### Challenge
Render the lines of the items below as a numbered list, omitting blank lines and leaving the pictures out of your answer.

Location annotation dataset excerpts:
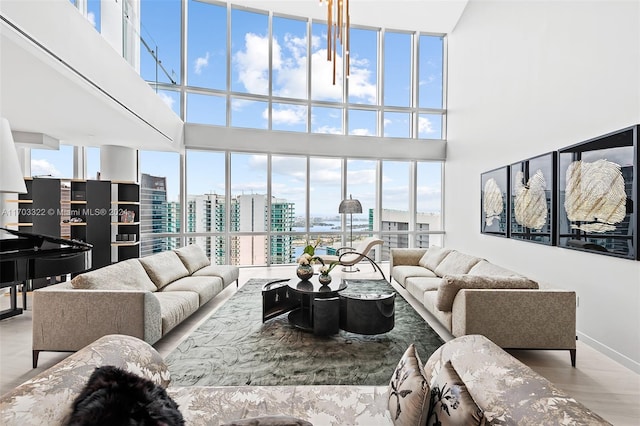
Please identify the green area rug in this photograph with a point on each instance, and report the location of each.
(233, 346)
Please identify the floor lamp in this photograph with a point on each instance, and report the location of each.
(350, 206)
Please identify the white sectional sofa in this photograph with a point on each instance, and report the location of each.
(502, 389)
(144, 297)
(470, 295)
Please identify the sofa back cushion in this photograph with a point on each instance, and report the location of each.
(489, 269)
(164, 268)
(456, 263)
(193, 257)
(451, 284)
(432, 257)
(125, 275)
(408, 391)
(451, 403)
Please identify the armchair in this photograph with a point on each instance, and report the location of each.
(349, 256)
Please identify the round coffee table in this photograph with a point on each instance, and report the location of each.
(312, 298)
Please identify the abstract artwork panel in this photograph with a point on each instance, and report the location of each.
(532, 199)
(494, 201)
(598, 195)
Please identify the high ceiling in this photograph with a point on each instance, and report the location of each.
(39, 93)
(438, 16)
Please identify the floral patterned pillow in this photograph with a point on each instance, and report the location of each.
(451, 403)
(409, 391)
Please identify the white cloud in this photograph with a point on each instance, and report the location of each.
(361, 177)
(425, 126)
(200, 63)
(289, 115)
(91, 17)
(43, 168)
(290, 69)
(253, 64)
(328, 130)
(360, 132)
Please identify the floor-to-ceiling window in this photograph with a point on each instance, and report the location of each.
(224, 65)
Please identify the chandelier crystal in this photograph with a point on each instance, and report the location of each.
(338, 22)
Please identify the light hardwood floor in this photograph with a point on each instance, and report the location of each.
(603, 385)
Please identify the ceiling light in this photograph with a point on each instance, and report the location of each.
(338, 23)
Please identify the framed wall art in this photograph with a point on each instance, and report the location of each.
(494, 202)
(532, 195)
(598, 195)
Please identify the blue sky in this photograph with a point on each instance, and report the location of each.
(206, 69)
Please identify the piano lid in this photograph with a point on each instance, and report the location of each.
(18, 242)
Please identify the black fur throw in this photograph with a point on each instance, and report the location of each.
(113, 396)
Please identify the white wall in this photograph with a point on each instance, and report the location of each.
(529, 77)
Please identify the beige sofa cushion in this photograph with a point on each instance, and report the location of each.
(432, 258)
(451, 284)
(416, 286)
(456, 263)
(403, 272)
(164, 268)
(409, 391)
(206, 287)
(176, 306)
(451, 403)
(228, 273)
(488, 269)
(193, 257)
(125, 275)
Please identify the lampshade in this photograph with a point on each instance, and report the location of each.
(11, 179)
(350, 205)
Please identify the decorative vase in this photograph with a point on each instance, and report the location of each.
(324, 279)
(304, 272)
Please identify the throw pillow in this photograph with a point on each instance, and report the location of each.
(125, 275)
(193, 257)
(456, 263)
(451, 284)
(451, 403)
(432, 257)
(113, 396)
(409, 391)
(164, 268)
(269, 421)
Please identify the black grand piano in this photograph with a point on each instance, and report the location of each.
(25, 257)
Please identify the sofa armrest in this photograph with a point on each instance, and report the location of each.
(47, 398)
(405, 256)
(67, 319)
(525, 319)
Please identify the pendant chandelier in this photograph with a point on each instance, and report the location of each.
(338, 22)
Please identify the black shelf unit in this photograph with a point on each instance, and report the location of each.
(39, 209)
(125, 221)
(89, 202)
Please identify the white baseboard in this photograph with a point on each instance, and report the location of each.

### Expected output
1. Please identify the green area rug in this photograph with a point on each instance, and report the location of each.
2. (233, 346)
3. Please identify the floor lamp in this photograph with a point on each instance, and report the location of each.
4. (350, 206)
5. Please identify the white sectional sofa in this photograph with a point on each instance, and report the location of each.
6. (502, 389)
7. (144, 297)
8. (470, 295)
9. Please identify the sofa back cushion in this photograph with a point on each instance, and report the location of each.
10. (489, 269)
11. (164, 268)
12. (456, 263)
13. (193, 257)
14. (451, 284)
15. (432, 257)
16. (125, 275)
17. (408, 391)
18. (451, 403)
19. Please identify the armchair in this photograph with a point on each instance, and report the location of each.
20. (349, 256)
21. Please identify the round coffee table in this photograph with a point on each instance, and report the location of each.
22. (312, 298)
23. Please identify the abstract artwork panel in this photograph with a point on each instance, and report the location of each.
24. (532, 199)
25. (494, 201)
26. (598, 195)
27. Please identify the high ceiling in this photograph with a point on each instance, and report the location of each.
28. (39, 93)
29. (438, 16)
30. Please identify the floral patterned pillow in this photograph with a point on each instance, and report the location of each.
31. (451, 403)
32. (409, 391)
33. Please identify the white cloud in this photograph with a point on each instance, and report the location of each.
34. (361, 177)
35. (425, 126)
36. (200, 63)
37. (289, 115)
38. (91, 17)
39. (43, 168)
40. (290, 69)
41. (253, 64)
42. (328, 130)
43. (360, 132)
44. Please identify the floor-to-ceiling window in this photograph with a point on each instance, and report the location of each.
45. (224, 65)
46. Please identify the chandelier crystal in this photograph with a point on each instance, and report the location of each.
47. (338, 22)
48. Please identify the light hardwood floor in this photograph with a point on each instance, and report the location of each.
49. (603, 385)
50. Please identify the ceiling light in this photograph with a point on each instance, and report the location of each.
51. (338, 23)
52. Please identify the framed wall art in this photograph with a point on each instance, and report the location of each.
53. (494, 202)
54. (532, 195)
55. (598, 195)
56. Please identify the blue sky in this photograph with a point on each instance, and report the location of each.
57. (206, 69)
58. Please identify the piano lid in this photograph with a point on each instance, and report the location of each.
59. (18, 242)
60. Please identify the black fur throw in this photograph with a point on each instance, and report the location of each.
61. (113, 396)
62. Please identify the white wall in this photograph with a point on each instance, and report the location of each.
63. (529, 77)
64. Please identify the beige sofa cushion in this photograph with a point on each instance, and report the location of each.
65. (432, 258)
66. (451, 284)
67. (416, 286)
68. (456, 263)
69. (403, 272)
70. (164, 268)
71. (409, 391)
72. (206, 287)
73. (176, 306)
74. (451, 403)
75. (228, 273)
76. (488, 269)
77. (193, 257)
78. (125, 275)
79. Please identify the lampshade in this photograph with a point on each instance, and report the location of each.
80. (11, 179)
81. (350, 205)
82. Please identify the decorative vase in this photograph with a point on each instance, and report the location of each.
83. (324, 279)
84. (304, 272)
85. Please identify the throw pillow in this photograph with a point on each instance, and report the location of each.
86. (125, 275)
87. (193, 257)
88. (456, 263)
89. (451, 284)
90. (451, 403)
91. (432, 257)
92. (113, 396)
93. (409, 391)
94. (164, 268)
95. (269, 421)
96. Please identify the black grand piano in this photograph with a point on each instance, and report the location of each.
97. (25, 257)
98. Please identify the sofa armrest in this photograph with a point on each instance, and report the location of each.
99. (47, 398)
100. (405, 256)
101. (67, 319)
102. (525, 319)
103. Please identify the pendant chandelier in this photograph with a point on each instance, and report the location of each.
104. (338, 22)
105. Please identify the black shelf unit in this photograph with a point on each instance, and report the location of each.
106. (39, 209)
107. (125, 221)
108. (89, 202)
109. Please identify the white baseboard in this photograph with a point on each instance, and report the location of each.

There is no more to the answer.